Your task is to retype the lines from the opening of the material through the line that includes "pixel 801 1325". Do not copy the pictures.

(Beginning of INFORMATION GIVEN)

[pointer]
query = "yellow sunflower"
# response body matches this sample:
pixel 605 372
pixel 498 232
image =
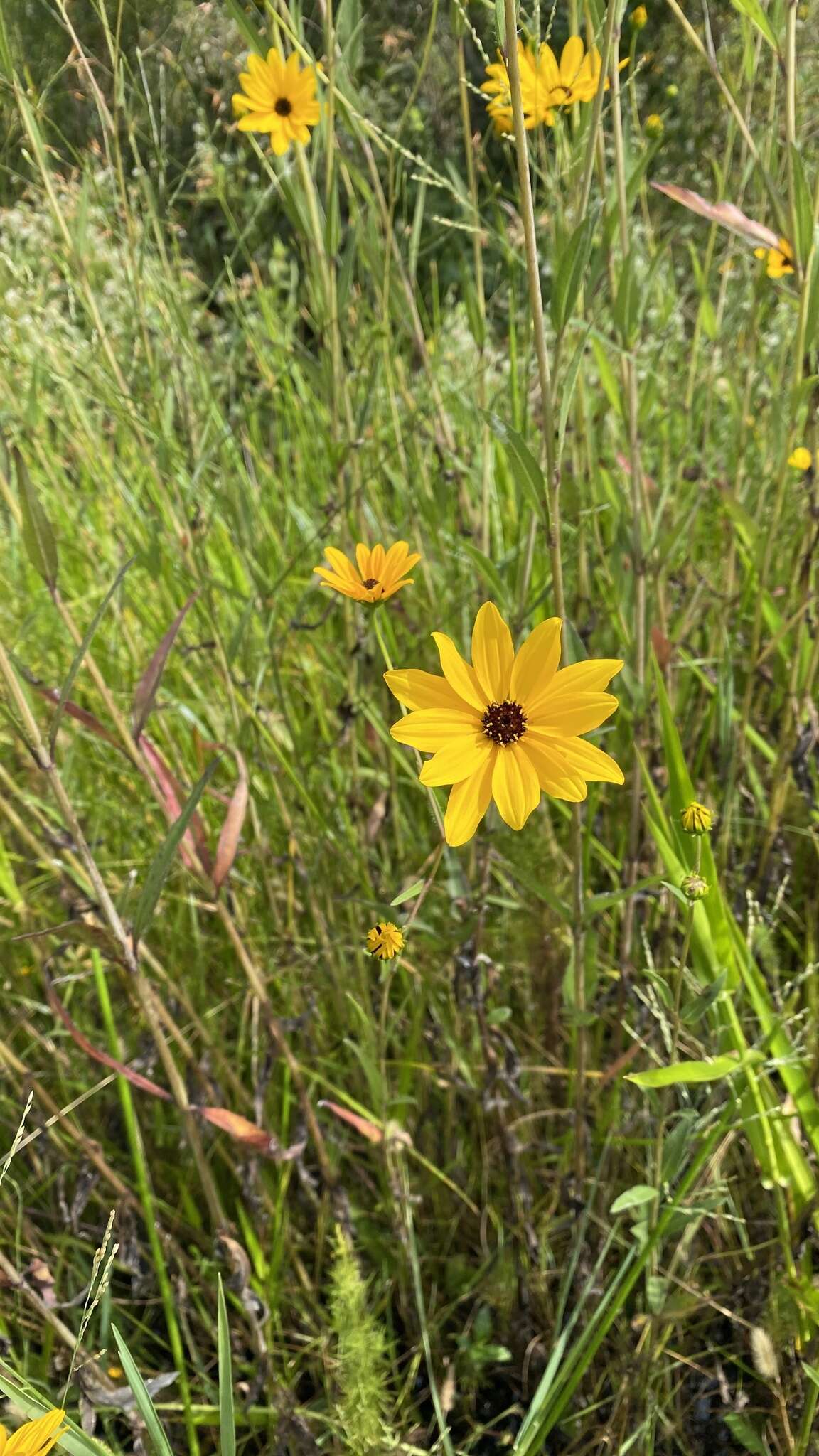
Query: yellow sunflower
pixel 509 725
pixel 534 92
pixel 379 574
pixel 277 97
pixel 34 1438
pixel 780 259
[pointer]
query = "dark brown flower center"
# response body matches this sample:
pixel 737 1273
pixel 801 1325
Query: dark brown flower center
pixel 505 722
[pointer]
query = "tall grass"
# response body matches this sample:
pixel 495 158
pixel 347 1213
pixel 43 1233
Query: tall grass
pixel 548 1181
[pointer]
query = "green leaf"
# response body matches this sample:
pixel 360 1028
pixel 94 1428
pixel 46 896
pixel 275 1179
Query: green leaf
pixel 755 14
pixel 410 893
pixel 522 464
pixel 38 535
pixel 634 1197
pixel 226 1418
pixel 80 653
pixel 161 864
pixel 143 1400
pixel 570 274
pixel 687 1072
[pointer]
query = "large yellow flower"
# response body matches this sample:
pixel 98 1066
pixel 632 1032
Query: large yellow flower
pixel 506 727
pixel 534 92
pixel 34 1438
pixel 379 574
pixel 277 97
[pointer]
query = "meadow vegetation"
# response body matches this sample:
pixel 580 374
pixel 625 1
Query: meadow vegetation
pixel 547 1179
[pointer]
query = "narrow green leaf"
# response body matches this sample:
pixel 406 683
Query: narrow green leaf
pixel 143 1400
pixel 38 535
pixel 687 1072
pixel 634 1197
pixel 410 893
pixel 226 1418
pixel 161 864
pixel 80 653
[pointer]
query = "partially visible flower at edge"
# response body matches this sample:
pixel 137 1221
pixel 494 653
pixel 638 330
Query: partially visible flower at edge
pixel 379 574
pixel 780 259
pixel 509 725
pixel 385 941
pixel 34 1438
pixel 697 819
pixel 277 97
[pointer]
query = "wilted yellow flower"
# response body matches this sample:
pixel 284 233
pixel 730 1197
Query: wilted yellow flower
pixel 509 725
pixel 694 887
pixel 385 941
pixel 34 1438
pixel 697 819
pixel 277 97
pixel 780 259
pixel 379 575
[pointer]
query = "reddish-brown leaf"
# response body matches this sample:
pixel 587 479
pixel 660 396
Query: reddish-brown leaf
pixel 723 213
pixel 232 828
pixel 194 839
pixel 148 685
pixel 362 1125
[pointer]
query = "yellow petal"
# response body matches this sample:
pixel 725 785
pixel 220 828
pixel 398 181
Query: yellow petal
pixel 459 675
pixel 552 772
pixel 589 761
pixel 537 663
pixel 493 653
pixel 417 689
pixel 515 785
pixel 569 715
pixel 459 759
pixel 430 729
pixel 469 803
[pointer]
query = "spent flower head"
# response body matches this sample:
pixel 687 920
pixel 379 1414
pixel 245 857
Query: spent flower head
pixel 376 575
pixel 277 97
pixel 509 725
pixel 385 941
pixel 697 819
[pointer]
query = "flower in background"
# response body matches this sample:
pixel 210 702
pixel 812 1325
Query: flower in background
pixel 385 941
pixel 379 574
pixel 277 97
pixel 697 819
pixel 34 1438
pixel 509 725
pixel 532 92
pixel 780 259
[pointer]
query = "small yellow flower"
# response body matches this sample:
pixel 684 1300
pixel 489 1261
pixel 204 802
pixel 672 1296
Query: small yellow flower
pixel 694 887
pixel 509 725
pixel 277 97
pixel 385 941
pixel 34 1438
pixel 697 819
pixel 379 575
pixel 780 259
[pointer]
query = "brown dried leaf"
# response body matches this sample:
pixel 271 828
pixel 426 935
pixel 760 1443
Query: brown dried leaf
pixel 232 828
pixel 723 213
pixel 148 686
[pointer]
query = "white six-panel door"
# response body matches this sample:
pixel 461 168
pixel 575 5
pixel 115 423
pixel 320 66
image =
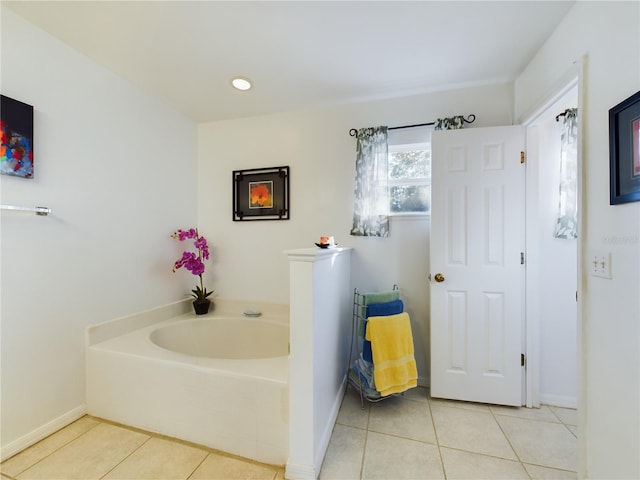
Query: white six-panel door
pixel 477 274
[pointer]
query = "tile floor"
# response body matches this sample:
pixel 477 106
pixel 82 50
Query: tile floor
pixel 418 437
pixel 91 448
pixel 409 437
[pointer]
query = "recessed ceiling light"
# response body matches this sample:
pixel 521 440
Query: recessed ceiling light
pixel 240 83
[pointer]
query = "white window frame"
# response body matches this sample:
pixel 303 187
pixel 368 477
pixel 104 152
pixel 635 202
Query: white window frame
pixel 421 181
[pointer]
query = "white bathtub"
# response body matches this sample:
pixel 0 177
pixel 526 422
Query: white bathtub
pixel 217 380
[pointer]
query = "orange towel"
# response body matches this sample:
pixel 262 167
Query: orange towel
pixel 394 365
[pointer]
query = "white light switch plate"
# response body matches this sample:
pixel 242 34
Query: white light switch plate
pixel 600 264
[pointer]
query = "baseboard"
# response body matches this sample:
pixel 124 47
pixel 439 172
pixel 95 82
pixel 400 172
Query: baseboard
pixel 558 400
pixel 311 472
pixel 300 472
pixel 41 432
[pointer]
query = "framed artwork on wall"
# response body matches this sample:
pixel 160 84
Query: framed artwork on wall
pixel 624 151
pixel 261 194
pixel 16 132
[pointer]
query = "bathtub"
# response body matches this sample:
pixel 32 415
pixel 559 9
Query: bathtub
pixel 219 380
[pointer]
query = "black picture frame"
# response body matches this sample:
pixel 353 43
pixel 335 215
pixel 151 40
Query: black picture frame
pixel 261 194
pixel 624 151
pixel 16 132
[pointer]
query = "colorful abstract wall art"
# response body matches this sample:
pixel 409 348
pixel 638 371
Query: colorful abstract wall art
pixel 16 132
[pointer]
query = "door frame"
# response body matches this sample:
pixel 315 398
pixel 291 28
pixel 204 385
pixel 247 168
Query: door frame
pixel 574 77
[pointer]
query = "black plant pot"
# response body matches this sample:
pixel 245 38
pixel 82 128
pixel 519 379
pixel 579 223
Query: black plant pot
pixel 201 307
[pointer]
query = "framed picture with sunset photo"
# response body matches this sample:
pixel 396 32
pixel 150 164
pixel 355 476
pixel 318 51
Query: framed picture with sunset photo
pixel 624 151
pixel 261 194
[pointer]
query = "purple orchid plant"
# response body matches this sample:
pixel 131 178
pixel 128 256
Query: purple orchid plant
pixel 194 261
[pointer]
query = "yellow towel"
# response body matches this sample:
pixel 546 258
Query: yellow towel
pixel 394 366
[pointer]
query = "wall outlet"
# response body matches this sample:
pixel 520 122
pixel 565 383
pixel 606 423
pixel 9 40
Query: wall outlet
pixel 600 264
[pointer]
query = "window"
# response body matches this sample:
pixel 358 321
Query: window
pixel 410 178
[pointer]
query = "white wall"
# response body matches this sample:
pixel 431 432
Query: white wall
pixel 249 262
pixel 557 276
pixel 119 171
pixel 609 401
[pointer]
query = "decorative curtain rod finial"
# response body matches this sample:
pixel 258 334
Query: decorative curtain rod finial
pixel 460 118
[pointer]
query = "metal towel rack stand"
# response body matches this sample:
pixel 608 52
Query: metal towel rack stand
pixel 42 211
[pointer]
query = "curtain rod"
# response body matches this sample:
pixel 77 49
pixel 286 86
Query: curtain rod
pixel 354 132
pixel 37 210
pixel 563 114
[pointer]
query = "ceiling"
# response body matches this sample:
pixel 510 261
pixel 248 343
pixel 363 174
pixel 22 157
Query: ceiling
pixel 299 54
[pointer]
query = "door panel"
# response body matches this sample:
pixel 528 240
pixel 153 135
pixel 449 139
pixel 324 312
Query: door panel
pixel 477 236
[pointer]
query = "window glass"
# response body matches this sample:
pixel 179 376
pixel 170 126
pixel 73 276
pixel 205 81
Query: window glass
pixel 410 178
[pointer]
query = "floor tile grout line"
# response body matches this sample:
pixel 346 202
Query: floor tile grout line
pixel 366 440
pixel 127 456
pixel 435 432
pixel 513 449
pixel 200 464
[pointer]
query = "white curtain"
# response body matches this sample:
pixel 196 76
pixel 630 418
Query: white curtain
pixel 567 222
pixel 371 207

(End of INFORMATION GIVEN)

TASK ANSWER:
[pointer]
query = "yellow sunflower"
# response body matches this sample:
pixel 605 372
pixel 498 232
image =
Query: yellow sunflower
pixel 509 725
pixel 534 92
pixel 379 574
pixel 277 97
pixel 34 1438
pixel 780 259
[pointer]
query = "dark brown flower center"
# response body matches this sample:
pixel 737 1273
pixel 801 1325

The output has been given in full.